• **What to do**
In the listing that follows, locate the line containing "x=414 y=339" and the line containing "x=179 y=147". Retype exactly those two lines and every line between them, and nothing more.

• **Available data**
- Opening Delimiter -
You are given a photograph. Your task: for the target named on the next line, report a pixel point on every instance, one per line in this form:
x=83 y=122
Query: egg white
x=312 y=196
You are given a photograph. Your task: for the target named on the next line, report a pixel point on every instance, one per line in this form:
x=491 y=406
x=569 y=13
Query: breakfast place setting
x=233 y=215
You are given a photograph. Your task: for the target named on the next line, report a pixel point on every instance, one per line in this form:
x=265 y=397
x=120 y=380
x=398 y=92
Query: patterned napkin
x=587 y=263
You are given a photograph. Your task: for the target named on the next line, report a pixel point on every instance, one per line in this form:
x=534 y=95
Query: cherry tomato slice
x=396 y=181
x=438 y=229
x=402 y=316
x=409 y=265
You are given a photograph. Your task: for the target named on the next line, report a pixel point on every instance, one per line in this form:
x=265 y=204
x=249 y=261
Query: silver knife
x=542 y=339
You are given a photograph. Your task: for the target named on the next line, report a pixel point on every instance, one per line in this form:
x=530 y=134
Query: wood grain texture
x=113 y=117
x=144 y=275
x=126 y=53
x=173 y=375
- Closing Delimiter -
- Opening Delimiter -
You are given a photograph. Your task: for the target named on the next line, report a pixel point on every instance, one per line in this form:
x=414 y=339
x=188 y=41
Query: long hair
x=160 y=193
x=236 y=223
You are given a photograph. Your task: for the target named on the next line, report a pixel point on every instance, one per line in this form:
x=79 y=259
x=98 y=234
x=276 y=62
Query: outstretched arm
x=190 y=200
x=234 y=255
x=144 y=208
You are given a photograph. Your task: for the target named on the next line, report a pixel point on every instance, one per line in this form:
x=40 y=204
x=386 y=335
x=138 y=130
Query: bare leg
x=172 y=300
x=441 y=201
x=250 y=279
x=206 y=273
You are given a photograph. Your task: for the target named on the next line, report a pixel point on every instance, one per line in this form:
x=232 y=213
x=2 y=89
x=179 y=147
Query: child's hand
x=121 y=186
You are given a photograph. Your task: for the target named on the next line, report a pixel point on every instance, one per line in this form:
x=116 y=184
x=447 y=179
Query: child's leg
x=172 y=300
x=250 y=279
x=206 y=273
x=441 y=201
- Closing Delimiter -
- Opening Delimiter -
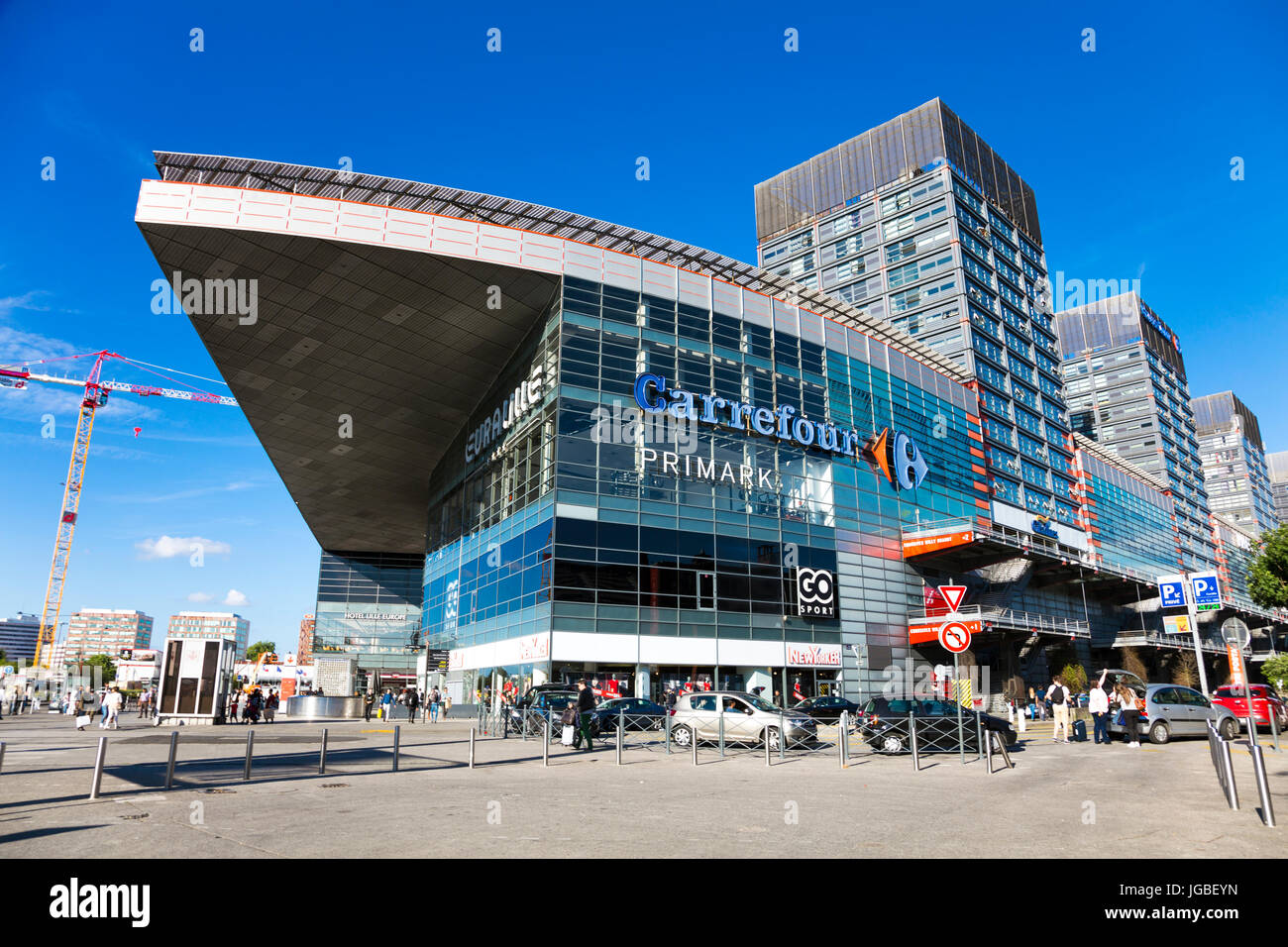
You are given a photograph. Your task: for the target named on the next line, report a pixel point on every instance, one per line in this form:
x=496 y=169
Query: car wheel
- Closing Delimiter -
• **Response to the task**
x=414 y=339
x=188 y=41
Query: long hair
x=160 y=193
x=236 y=223
You are given a photograph. Your task: for the target named on the next line, report a pixel point on every instance, one per line in this form:
x=79 y=259
x=98 y=234
x=276 y=62
Query: outstretched arm
x=190 y=200
x=234 y=255
x=144 y=208
You are given a photograph. Your task: for the target named on the next line, report a pixel point on every instance, one per line in this form:
x=40 y=204
x=386 y=335
x=138 y=130
Query: bare leg
x=172 y=300
x=441 y=201
x=250 y=279
x=206 y=273
You are given a photograph. Your task: for the target named on the next line, report a pixel point on every instance, one per line in this form:
x=232 y=213
x=2 y=89
x=179 y=147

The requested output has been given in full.